Excerpt to read:
* Start *
AMENDMENT NUMBER FIVE TO BUSINESS FINANCING AGREEMENT

 

This AMENDMENT NUMBER FIVE TO BUSINESS FINANCING AGREEMENT (this “ Amendment ”), dated as of October 7, 2015, is entered into by and among WESTERN ALLIANCE BANK, an Arizona corporation, as successor in interest to BRIDGE BANK, NATIONAL ASSOCIATION (“ Lender ”), on the one hand, and LILIEN SYSTEMS, a California corporation (“ Lilien ”), SYSOREX GOVERNMENT SERVICES, INC., a Virginia corporation (“ SGSI ”), SYSOREX FEDERAL, INC., a Delaware corporation (“ SFI ”), SYSOREX GLOBAL HOLDINGS CORP., a Nevada corporation (“ Parent ”), SHOOM, INC., a California corporation (“ Shoom ”), and AIRPATROL CORPORATION, a Nevada corporation (“ Air Patrol ”) (Lilien, SGSI, SFI, Parent, Shoom, and Air Patrol are sometimes collectively referred to herein as “ Borrowers ” and each individually as a “ Borrower ”), on the other hand, with reference to the following facts:

 

A.            Borrowers and Lender previously entered into that certain Business Financing Agreement, dated as of March 15, 2013, as amended by that certain Amendment Number One to Business Financing Agreement, Waiver of Defaults and Consent, dated as of August 29, 2013, that certain Amendment Number Two to Business Financing Agreement, Waiver and Consent, dated as of May 13, 2014 to be effective as of April 16, 2014, that certain Amendment Number Three to Business Financing Agreement and Waiver of Defaults, dated as of December 31, 2014, and that certain Amendment Number Four to Business Financing Agreement dated as of April 29, 2015 (as so amended, the “ Agreement ”);

 

B.            Borrowers have requested that Lender make certain other changes to the financial covenants set forth in the Agreement, and Lender has agreed with such requests, subject to the terms and conditions set forth in this Amendment.

 

C.            All Subordinated Debt has been repaid in full.
* End *
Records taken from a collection
* Start *
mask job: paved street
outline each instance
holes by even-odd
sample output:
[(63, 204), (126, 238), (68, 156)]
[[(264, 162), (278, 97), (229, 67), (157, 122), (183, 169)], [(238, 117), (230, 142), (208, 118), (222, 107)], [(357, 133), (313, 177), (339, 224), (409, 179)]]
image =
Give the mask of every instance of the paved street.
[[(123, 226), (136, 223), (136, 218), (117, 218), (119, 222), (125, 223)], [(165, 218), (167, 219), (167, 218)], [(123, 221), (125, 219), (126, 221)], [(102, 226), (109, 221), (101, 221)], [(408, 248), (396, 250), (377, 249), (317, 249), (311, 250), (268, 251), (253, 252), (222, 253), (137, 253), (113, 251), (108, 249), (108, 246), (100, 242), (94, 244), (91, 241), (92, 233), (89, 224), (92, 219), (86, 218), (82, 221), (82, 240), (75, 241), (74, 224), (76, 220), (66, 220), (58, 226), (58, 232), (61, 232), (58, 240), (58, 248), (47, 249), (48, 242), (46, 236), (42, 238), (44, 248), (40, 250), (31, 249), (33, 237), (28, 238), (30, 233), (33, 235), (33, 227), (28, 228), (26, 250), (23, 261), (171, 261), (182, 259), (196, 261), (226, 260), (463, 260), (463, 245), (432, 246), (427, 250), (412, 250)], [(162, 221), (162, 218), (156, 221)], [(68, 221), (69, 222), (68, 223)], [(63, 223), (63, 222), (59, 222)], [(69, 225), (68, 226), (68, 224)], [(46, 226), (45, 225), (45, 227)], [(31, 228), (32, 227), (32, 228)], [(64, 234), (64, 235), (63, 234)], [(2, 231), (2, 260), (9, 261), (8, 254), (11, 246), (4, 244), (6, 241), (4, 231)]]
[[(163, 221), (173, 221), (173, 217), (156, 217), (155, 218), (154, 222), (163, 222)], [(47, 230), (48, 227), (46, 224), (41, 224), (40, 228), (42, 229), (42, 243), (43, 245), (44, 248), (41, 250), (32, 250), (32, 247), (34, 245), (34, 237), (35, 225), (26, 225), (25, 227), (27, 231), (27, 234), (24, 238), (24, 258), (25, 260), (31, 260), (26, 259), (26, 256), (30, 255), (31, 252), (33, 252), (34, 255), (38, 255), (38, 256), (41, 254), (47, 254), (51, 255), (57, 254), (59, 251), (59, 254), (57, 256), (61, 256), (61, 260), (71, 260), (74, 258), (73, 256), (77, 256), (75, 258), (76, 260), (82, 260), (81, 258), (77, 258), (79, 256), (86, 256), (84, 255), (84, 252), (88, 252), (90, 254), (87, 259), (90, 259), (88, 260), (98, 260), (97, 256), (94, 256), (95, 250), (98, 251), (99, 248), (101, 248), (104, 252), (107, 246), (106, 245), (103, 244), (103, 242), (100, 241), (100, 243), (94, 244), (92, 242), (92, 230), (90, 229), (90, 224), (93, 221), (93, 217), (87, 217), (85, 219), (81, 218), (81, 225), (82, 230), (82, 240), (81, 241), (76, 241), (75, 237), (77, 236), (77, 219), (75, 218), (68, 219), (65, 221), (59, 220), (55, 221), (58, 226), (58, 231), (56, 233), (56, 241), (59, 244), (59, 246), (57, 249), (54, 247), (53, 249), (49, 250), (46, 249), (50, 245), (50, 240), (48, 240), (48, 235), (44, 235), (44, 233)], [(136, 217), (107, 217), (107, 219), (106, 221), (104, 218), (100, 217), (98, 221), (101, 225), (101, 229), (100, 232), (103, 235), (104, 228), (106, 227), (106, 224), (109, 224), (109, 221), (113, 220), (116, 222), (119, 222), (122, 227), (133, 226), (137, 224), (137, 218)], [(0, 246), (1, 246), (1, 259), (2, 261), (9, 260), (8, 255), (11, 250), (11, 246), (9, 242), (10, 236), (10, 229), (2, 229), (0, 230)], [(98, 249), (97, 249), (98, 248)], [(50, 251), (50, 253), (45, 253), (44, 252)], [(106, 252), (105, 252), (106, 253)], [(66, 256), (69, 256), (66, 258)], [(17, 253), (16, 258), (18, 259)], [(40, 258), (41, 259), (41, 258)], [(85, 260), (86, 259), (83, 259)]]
* End *
* Start *
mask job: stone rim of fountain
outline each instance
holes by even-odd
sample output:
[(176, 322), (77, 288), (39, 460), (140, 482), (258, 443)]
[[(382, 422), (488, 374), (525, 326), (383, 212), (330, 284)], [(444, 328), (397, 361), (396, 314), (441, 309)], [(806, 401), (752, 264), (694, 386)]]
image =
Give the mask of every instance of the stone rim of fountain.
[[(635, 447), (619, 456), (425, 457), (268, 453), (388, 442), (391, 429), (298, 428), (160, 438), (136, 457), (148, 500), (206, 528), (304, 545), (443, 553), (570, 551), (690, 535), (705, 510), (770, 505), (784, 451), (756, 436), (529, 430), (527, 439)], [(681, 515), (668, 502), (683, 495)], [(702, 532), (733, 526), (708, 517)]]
* End *
Written exercise 1: Print, unchanged, the part of the financing amendment that begins at the words "B.            Borrowers have requested" and stops after the words "in this Amendment.".
Written exercise 2: Using the financing amendment, decide whether each statement agrees with it: (a) the Amendment is dated as of October 7, 2015; (b) Shoom, Inc. is a Nevada corporation; (c) all Subordinated Debt has been repaid in full. Answer yes or no for each and quote the words of the amendment that decide it.
Written exercise 3: Go on with the financing amendment from the point where it stops.

Exercise answer 1:
B.            Borrowers have requested that Lender make certain other changes to the financial covenants set forth in the Agreement, and Lender has agreed with such requests, subject to the terms and conditions set forth in this Amendment.

Exercise answer 2:
(a) Yes: "dated as of October 7, 2015"
(b) No: "SHOOM, INC., a California corporation"
(c) Yes: "All Subordinated Debt has been repaid in full."

Exercise answer 3:
 

NOW, THEREFORE, in consideration of the foregoing, the parties hereto hereby agree, effective as of September 30, 2015, as follows:

 

1.             Defined Terms . All initially capitalized terms used but not defined herein shall have the meanings assigned to such terms in the Agreement.

 

2.             Global Amendment to Agreement . The Agreement is hereby amended to replace all references to Bridge Bank, N.A. or Bridge Bank, National Association with Western Alliance Bank, an Arizona corporation, as successor in interest to Bridge Bank, National Association.            

 

3.             Amendments to Section 4.12 . Section 4.12 of the Agreement is hereby amended in its entirety as follows:

 

  4.12 Maintain Borrowers’ combined financial condition as follows in accordance with GAAP, with compliance determined commencing with Borrowers’ financial statements for the period ended September 30, 2015:            

 

(a) Consolidated unrestricted cash balances at Lender at all times in an amount not less than $1,000,000, tested daily.

 

  1  
     

 

(b) Adjusted EBITDA not at any time less than the amount set forth in the table below opposite the applicable date:

  

  Fiscal Quarter Ending   Minimum Adjusted EBITDA  
         
  September 30, 2015   For the six fiscal month period ending on such date, -$1,500,000.  
         
  December 31, 2015   For the six fiscal month period ending on such date, -$1,000,000.  

 

 

4.             Replacement Exhibit A . Exhibit A attached to the Agreement is hereby replaced with Exhibit A attached to this Amendment.

 

5.             Conditions Precedent to Effectiveness of Amendment . The effectiveness of this Amendment is subject to and contingent upon the fulfillment of each and every one of the following conditions to the satisfaction of Lender:

 

(a)            Lender shall have received this Amendment, duly executed by Borrowers;

 

(b)            Lender shall have received payment of a $5,000 modification fee, which fee shall be fully-earned and non-refundable;

 

(c)             No Event of Default or Default shall have occurred and be continuing; and

 

(d)            All of the representations and warranties set forth herein and in the Agreement shall be true, complete and accurate in all respects as of the date hereof (except for representations and warranties which are expressly stated to be true and correct as of the date of the Agreement).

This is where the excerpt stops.